Tasks for this exercise:
a) Please echo everything in the Grammys recap from "#5: SZA's five" down to "made room for...".
b) In the Grammys recap, which artist went 0-for-8?
======== Extract to read ========
#3: Kesha provided a major highlight of the evening, but where the actual awards were concerned, it was an abysmal night for women. In the days leading up to Sunday night's telecast, a study published by the University of Southern California's Annenberg Inclusion Initiative showed that in the past six years, more than 90 percent of Grammy nominees have been men — a statistic that's come up a lot as the industry begins to grapple with sexual misconduct. Which didn't make it a great night to see women win just one out of the Grammy telecast's 10 awards (two if you count Rihanna's featured spot in Kendrick Lamar's "LOYALTY.").
#4: It was a night of sweeps and shutouts. Chris Stapleton went 3-for-3, and Bruno Mars won all six Grammys for which he was nominated — seven if you count a win for engineering on 24K Magic. Meanwhile, Jay Z went 0-for-8, SZA went 0-for-5, Luis Fonsi and Daddy Yankee's "Despacito" went 0-for-3, and so on. The awards didn't get spread out a whole lot, though Childish Gambino did manage to go 1-for-5 thanks to a win for Best Traditional R&B Performance.
#5: SZA's five losses will sting for a while. With no offense intended to Alessia Cara — an engaging pop singer whose songs have brightened the airwaves for a few years now — her Best New Artist win over SZA was a travesty. SZA's Ctrl offered up a fascinating, alluring re-envisioning of R&B, and it was packed with jams; this pick felt like the sort of Best New Artist misfire for which the Grammys used to be notorious.
#6: Same goes for the absence of Lorde. Only one woman was nominated for Album Of The Year: Lorde, for Melodrama. She can be an extremely compelling live performer. But she was left out of the night's lineup, reportedly because she wasn't asked to perform her own music. Producers' explanation for her absence — "We can't have a performance from every nominee" — would have made a lot more sense if they hadn't made room for...
======== Supplied records ========
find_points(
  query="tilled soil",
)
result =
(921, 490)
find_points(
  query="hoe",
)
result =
========
Solutions by task:
a)
#5: SZA's five losses will sting for a while. With no offense intended to Alessia Cara — an engaging pop singer whose songs have brightened the airwaves for a few years now — her Best New Artist win over SZA was a travesty. SZA's Ctrl offered up a fascinating, alluring re-envisioning of R&B, and it was packed with jams; this pick felt like the sort of Best New Artist misfire for which the Grammys used to be notorious.
#6: Same goes for the absence of Lorde. Only one woman was nominated for Album Of The Year: Lorde, for Melodrama. She can be an extremely compelling live performer. But she was left out of the night's lineup, reportedly because she wasn't asked to perform her own music. Producers' explanation for her absence — "We can't have a performance from every nominee" — would have made a lot more sense if they hadn't made room for...

b) Jay Z